Input:
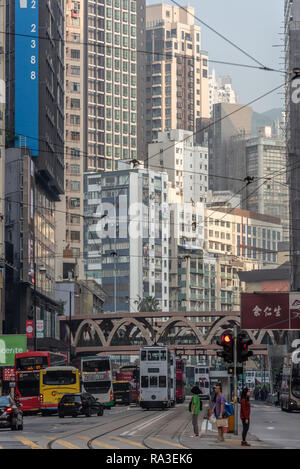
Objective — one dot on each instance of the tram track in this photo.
(129, 421)
(177, 435)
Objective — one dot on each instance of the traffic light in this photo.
(226, 341)
(243, 343)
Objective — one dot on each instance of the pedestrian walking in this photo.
(195, 409)
(245, 414)
(219, 412)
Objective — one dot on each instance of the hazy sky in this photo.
(255, 26)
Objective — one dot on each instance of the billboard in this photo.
(270, 310)
(27, 73)
(9, 346)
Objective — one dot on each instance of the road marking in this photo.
(67, 444)
(98, 443)
(133, 443)
(27, 442)
(177, 445)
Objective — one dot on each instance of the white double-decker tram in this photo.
(155, 377)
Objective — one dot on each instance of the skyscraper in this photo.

To do: Please rewrite all of the entries above as a numbered list, leaving out the pictures and any blank lines.

Reply to the exercise:
1. Objective — one dot on each instance of the tram track in this photo.
2. (129, 421)
3. (177, 435)
4. Objective — one dot on each instance of the traffic light in this photo.
5. (226, 341)
6. (243, 343)
7. Objective — one dot on each instance of the pedestrian walking in this photo.
8. (195, 409)
9. (245, 414)
10. (219, 412)
11. Objective — one dot on each instance of the hazy sky in this photo.
12. (255, 26)
13. Objective — one dot on each instance of the billboard in this photo.
14. (270, 310)
15. (27, 73)
16. (9, 346)
17. Objective — one dot on each instance of the road marking in this photo.
18. (67, 444)
19. (98, 443)
20. (133, 443)
21. (27, 442)
22. (177, 445)
23. Objective — one dot on each instance of the white double-decker tram in this photo.
24. (155, 377)
25. Objective — one dot on each instance of the skyscraper in this photo.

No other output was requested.